*** Records provided ***
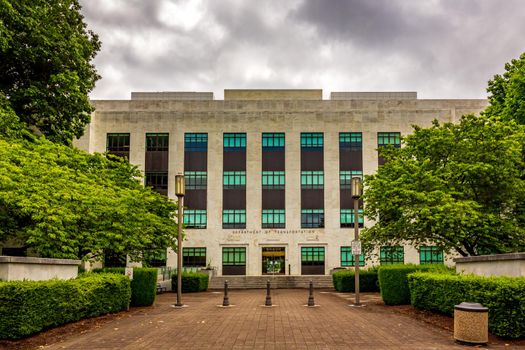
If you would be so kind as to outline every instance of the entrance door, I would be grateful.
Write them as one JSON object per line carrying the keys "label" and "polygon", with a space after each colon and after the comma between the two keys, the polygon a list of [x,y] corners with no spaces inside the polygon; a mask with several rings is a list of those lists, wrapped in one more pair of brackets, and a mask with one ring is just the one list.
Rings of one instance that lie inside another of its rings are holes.
{"label": "entrance door", "polygon": [[263,247],[262,249],[262,273],[263,275],[284,275],[285,274],[284,247]]}
{"label": "entrance door", "polygon": [[222,248],[222,274],[246,275],[246,248]]}
{"label": "entrance door", "polygon": [[301,248],[301,275],[324,275],[324,247]]}

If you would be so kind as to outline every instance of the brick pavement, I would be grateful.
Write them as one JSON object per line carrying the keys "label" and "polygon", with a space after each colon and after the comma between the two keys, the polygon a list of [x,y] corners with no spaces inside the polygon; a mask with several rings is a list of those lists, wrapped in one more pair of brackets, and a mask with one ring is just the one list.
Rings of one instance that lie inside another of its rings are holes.
{"label": "brick pavement", "polygon": [[184,294],[183,309],[171,306],[175,294],[162,294],[154,307],[45,349],[465,349],[448,331],[378,307],[349,307],[335,292],[316,292],[315,308],[303,306],[306,290],[272,292],[272,308],[261,306],[264,290],[230,291],[231,308],[217,307],[217,292]]}

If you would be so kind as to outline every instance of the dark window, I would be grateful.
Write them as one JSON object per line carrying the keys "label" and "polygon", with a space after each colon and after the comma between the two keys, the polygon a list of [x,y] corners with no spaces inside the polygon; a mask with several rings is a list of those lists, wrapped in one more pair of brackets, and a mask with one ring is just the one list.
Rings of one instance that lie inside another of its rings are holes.
{"label": "dark window", "polygon": [[319,151],[322,150],[324,146],[324,138],[322,132],[301,133],[301,149]]}
{"label": "dark window", "polygon": [[263,133],[263,151],[282,151],[284,150],[284,133]]}
{"label": "dark window", "polygon": [[284,209],[263,209],[262,228],[284,228],[285,223]]}
{"label": "dark window", "polygon": [[208,150],[208,134],[186,133],[184,134],[185,152],[206,152]]}
{"label": "dark window", "polygon": [[168,193],[168,172],[146,172],[146,186],[161,194]]}
{"label": "dark window", "polygon": [[401,147],[401,133],[399,132],[378,132],[377,147],[392,145],[396,148]]}
{"label": "dark window", "polygon": [[206,266],[206,248],[182,248],[182,266]]}
{"label": "dark window", "polygon": [[224,150],[240,151],[246,149],[246,134],[226,133],[224,134]]}
{"label": "dark window", "polygon": [[443,250],[439,247],[422,246],[419,249],[420,264],[443,264]]}
{"label": "dark window", "polygon": [[246,228],[246,209],[224,209],[222,228]]}
{"label": "dark window", "polygon": [[324,227],[324,209],[301,209],[301,227]]}
{"label": "dark window", "polygon": [[27,247],[3,247],[0,255],[6,256],[27,256]]}
{"label": "dark window", "polygon": [[246,265],[246,248],[222,248],[222,264],[230,266]]}
{"label": "dark window", "polygon": [[111,249],[104,249],[104,267],[125,267],[126,254],[116,253]]}
{"label": "dark window", "polygon": [[208,173],[206,171],[185,171],[184,180],[187,190],[205,190]]}
{"label": "dark window", "polygon": [[246,171],[225,171],[222,180],[225,189],[246,188]]}
{"label": "dark window", "polygon": [[144,263],[149,267],[166,266],[166,249],[145,251]]}
{"label": "dark window", "polygon": [[282,190],[284,189],[284,171],[263,171],[262,186],[263,189]]}
{"label": "dark window", "polygon": [[363,138],[360,132],[339,133],[339,148],[349,151],[361,151],[363,149]]}
{"label": "dark window", "polygon": [[[355,260],[352,255],[352,247],[341,247],[341,266],[354,266]],[[365,256],[359,255],[359,266],[365,266]]]}
{"label": "dark window", "polygon": [[185,209],[184,226],[186,228],[206,228],[206,209]]}
{"label": "dark window", "polygon": [[120,157],[129,158],[129,133],[107,134],[106,151]]}
{"label": "dark window", "polygon": [[379,262],[381,265],[403,264],[405,262],[405,250],[401,246],[381,247]]}
{"label": "dark window", "polygon": [[324,265],[324,247],[301,247],[302,265]]}
{"label": "dark window", "polygon": [[352,178],[360,177],[363,178],[363,172],[361,170],[341,170],[339,171],[339,185],[342,190],[349,190],[352,188]]}
{"label": "dark window", "polygon": [[169,134],[146,134],[146,151],[167,151]]}
{"label": "dark window", "polygon": [[[359,227],[364,227],[363,209],[357,211]],[[341,227],[354,227],[354,209],[341,209]]]}
{"label": "dark window", "polygon": [[324,171],[308,170],[301,171],[301,189],[324,188]]}

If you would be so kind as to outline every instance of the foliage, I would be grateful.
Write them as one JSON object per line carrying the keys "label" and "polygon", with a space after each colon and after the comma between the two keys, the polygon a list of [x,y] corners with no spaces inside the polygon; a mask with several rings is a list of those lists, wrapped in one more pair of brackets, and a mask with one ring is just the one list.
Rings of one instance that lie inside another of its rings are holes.
{"label": "foliage", "polygon": [[365,179],[367,245],[433,244],[463,256],[525,242],[525,126],[487,116],[414,126]]}
{"label": "foliage", "polygon": [[78,0],[0,0],[0,92],[21,120],[70,144],[89,123],[98,36]]}
{"label": "foliage", "polygon": [[525,278],[436,273],[408,276],[412,305],[452,316],[454,305],[477,302],[489,309],[489,330],[508,338],[525,337]]}
{"label": "foliage", "polygon": [[525,124],[525,53],[505,64],[505,73],[495,75],[487,88],[489,103],[485,114]]}
{"label": "foliage", "polygon": [[17,339],[129,307],[129,279],[86,274],[72,280],[0,282],[0,339]]}
{"label": "foliage", "polygon": [[[354,270],[342,270],[332,274],[334,288],[338,292],[355,292]],[[377,269],[359,270],[359,291],[379,292]]]}
{"label": "foliage", "polygon": [[[15,123],[16,124],[16,123]],[[0,136],[0,241],[43,257],[142,258],[176,246],[176,204],[144,188],[136,167],[44,137]]]}
{"label": "foliage", "polygon": [[[104,267],[93,269],[94,273],[124,274],[124,267]],[[159,271],[155,268],[133,268],[131,281],[131,306],[150,306],[157,296],[157,276]]]}
{"label": "foliage", "polygon": [[415,271],[436,270],[441,273],[452,273],[450,268],[443,265],[388,265],[381,266],[378,279],[381,297],[387,305],[410,304],[410,289],[408,287],[408,274]]}
{"label": "foliage", "polygon": [[[200,272],[182,273],[182,292],[205,292],[208,290],[208,274]],[[171,277],[171,290],[177,290],[177,274]]]}

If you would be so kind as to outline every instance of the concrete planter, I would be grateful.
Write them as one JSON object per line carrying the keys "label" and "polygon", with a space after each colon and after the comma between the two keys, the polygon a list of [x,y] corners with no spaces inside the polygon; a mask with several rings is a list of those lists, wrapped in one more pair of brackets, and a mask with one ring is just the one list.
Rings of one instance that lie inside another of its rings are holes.
{"label": "concrete planter", "polygon": [[525,276],[525,253],[455,258],[456,272],[479,276]]}
{"label": "concrete planter", "polygon": [[70,279],[78,275],[80,260],[0,256],[0,279],[3,281],[45,281]]}

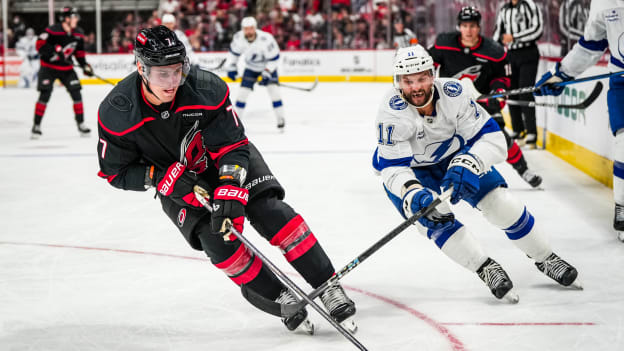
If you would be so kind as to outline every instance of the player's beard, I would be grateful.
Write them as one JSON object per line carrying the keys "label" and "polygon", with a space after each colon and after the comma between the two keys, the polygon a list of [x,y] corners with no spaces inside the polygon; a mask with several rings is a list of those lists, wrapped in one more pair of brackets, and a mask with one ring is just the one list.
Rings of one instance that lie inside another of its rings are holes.
{"label": "player's beard", "polygon": [[409,101],[412,105],[421,107],[427,104],[429,99],[431,99],[431,94],[433,94],[433,85],[429,88],[429,91],[426,89],[419,89],[412,91],[409,96],[404,96],[407,101]]}
{"label": "player's beard", "polygon": [[253,42],[254,40],[256,40],[256,34],[251,34],[251,35],[245,35],[245,39],[247,39],[248,42]]}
*** End of Records provided ***
Copy out each line of the data that holds the string "grateful".

• **Response area**:
If you would be so kind as to outline every instance of the entrance door, I would be grateful.
If you would be so kind as to outline every instance of the brick pavement, I would be grateful.
If you would be so kind as to outline every instance of the dark window, I would be grateful.
If you would be so kind as to outline every instance of the foliage, I would be grateful.
If you would be so kind as to outline every instance of the concrete planter, I would be grateful.
If you would be so kind as to outline every instance of the player's beard, I would be grateful.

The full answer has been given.